[A run of records]
########
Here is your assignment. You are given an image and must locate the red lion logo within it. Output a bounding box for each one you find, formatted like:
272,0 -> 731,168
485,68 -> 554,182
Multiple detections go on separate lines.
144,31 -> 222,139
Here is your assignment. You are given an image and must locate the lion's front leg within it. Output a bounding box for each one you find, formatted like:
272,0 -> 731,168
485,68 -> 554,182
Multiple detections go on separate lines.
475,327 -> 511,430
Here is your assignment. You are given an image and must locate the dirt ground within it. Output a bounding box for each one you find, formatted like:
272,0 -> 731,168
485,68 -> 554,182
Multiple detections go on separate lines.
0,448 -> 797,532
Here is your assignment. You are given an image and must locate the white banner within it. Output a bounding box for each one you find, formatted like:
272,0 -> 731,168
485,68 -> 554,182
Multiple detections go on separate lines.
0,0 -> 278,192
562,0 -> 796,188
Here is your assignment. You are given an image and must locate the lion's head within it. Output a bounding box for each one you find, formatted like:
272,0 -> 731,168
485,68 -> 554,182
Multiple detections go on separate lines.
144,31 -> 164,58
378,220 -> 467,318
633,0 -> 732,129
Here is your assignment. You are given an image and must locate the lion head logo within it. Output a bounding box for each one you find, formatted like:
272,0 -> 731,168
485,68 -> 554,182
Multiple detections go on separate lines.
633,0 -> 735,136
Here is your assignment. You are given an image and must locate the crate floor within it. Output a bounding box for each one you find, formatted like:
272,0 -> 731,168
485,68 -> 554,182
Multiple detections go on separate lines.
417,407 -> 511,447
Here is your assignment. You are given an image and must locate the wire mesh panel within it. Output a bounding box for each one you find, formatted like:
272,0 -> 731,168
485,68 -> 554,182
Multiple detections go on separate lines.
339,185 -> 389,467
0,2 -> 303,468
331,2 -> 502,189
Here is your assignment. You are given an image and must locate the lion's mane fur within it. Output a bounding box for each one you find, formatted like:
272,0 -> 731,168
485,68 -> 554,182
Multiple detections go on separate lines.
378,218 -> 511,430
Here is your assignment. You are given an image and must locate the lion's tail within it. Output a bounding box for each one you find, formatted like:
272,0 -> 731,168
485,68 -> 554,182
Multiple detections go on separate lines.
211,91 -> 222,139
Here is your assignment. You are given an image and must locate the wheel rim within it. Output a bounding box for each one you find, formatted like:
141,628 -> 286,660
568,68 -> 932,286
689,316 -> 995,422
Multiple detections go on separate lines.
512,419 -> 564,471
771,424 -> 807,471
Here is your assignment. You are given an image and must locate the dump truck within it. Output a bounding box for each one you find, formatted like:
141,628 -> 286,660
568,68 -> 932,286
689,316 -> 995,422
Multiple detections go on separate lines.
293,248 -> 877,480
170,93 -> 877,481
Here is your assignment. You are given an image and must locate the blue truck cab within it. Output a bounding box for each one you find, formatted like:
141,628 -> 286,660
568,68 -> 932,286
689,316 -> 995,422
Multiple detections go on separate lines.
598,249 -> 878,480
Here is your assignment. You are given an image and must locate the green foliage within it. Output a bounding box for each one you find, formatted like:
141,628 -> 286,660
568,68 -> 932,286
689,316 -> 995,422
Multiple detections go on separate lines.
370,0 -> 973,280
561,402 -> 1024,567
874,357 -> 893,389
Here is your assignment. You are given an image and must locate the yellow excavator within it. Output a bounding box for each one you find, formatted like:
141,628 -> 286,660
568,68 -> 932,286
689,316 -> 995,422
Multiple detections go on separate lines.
########
WHAT THE TASK REQUIRES: Copy these lines out word for word, covering every record.

TASK SOLUTION:
Here is your assignment. You are given an image and must locate the red lion logo within it. Output a bounding box for each one you find, formatted like:
272,0 -> 731,168
485,68 -> 554,182
Multiple detections go on separate lines.
144,31 -> 222,139
Here is your assignment. You are given an image and must locate the lion's front leg within it. Output a bounding box for each one you find, formatted like:
272,0 -> 731,168
485,68 -> 554,182
Multiple detections go on separate lines.
475,327 -> 511,430
Here is your assignment. You are given an image and must locate the dirt ground within it. Output a bounding box for each one you find, formatted like:
272,0 -> 731,168
485,68 -> 554,182
Multiple detections go on separate lines.
0,448 -> 797,532
Here is your assignment. You are given an image and must locate the white banner within it. Output a bounding box for each one you find, formatted like:
272,0 -> 731,168
485,68 -> 554,182
Multiple detections go on separate lines.
0,0 -> 278,192
562,0 -> 796,188
Here is your assignment. You are given an image and must locate the lion's head within it. Output a bounding box for each one you find, formatted like:
272,0 -> 731,168
485,68 -> 554,182
Multiple detections go on separate lines.
144,31 -> 164,58
378,220 -> 467,318
633,0 -> 732,129
Here is your assignment. You are given an image and must locate the lion head logo within it. Output a bounding box for each one you find, formatted like:
272,0 -> 731,168
485,68 -> 554,182
Multiple detections go on separate lines.
633,0 -> 735,136
Here is your assignment. You are given an image and must locate the crate floor within it. Output a bounding box for each one you find, formatted like:
272,0 -> 731,168
485,68 -> 554,182
Multiple detections go on separate lines.
417,407 -> 511,447
Here is your assignment. You are given an image and must locate the wire mesh panel within it. Output a bounding box for each one you find, formatted like:
272,0 -> 731,168
485,68 -> 554,182
Multiple detections go on separate lines.
339,185 -> 389,467
0,2 -> 303,468
331,2 -> 502,189
Here is your assignment. You are given an image and must locate the lion's mane fur within it. Output a bounding box for each one you find, formatted like:
272,0 -> 731,168
485,68 -> 554,182
Multiple detections go on separate lines.
378,218 -> 511,430
Here is your assignment. You are given an image and must locate the lion's tail within it. Output a bounding box for each one you find, formatted like:
272,0 -> 731,168
485,68 -> 554,182
Multiple detections go on separate lines.
211,91 -> 222,139
Here is your assignment. You are given an image and must locate the wheel rim within it. Output a bounding box for each one you find, formatted like:
141,628 -> 286,660
568,68 -> 932,286
689,316 -> 995,422
Multiple detections go on separate lines.
512,419 -> 564,471
771,424 -> 807,471
Here is your assignment. You are given an image and must locate the dump truck within it. Output a bounding box for each one you find, formatted like:
141,628 -> 286,660
568,68 -> 932,286
689,316 -> 995,422
Multiple detections go on separate lines.
293,248 -> 877,480
170,93 -> 877,481
Here is your assignment. You are given an image and must locate the blue truck cab within it. Output a bounding box for each one you find, formatted like:
141,628 -> 286,660
568,68 -> 932,286
689,316 -> 995,422
Multiple detections go on separate lines.
598,249 -> 878,480
Here is your assignment. You are given an image and must locate the green foliage within it. Output a bounding box for each one you find, formatted like:
141,628 -> 286,660
568,68 -> 932,286
689,316 -> 995,422
Multiple detections go on separate lines.
370,0 -> 973,280
561,402 -> 1024,567
874,357 -> 893,389
Here is your assignment. You are given an image and must locate the yellow excavator within it. Output a bounding box for each one you find, formatted like:
141,628 -> 286,660
568,68 -> 932,286
689,316 -> 995,422
Multiple detections go on separate lines.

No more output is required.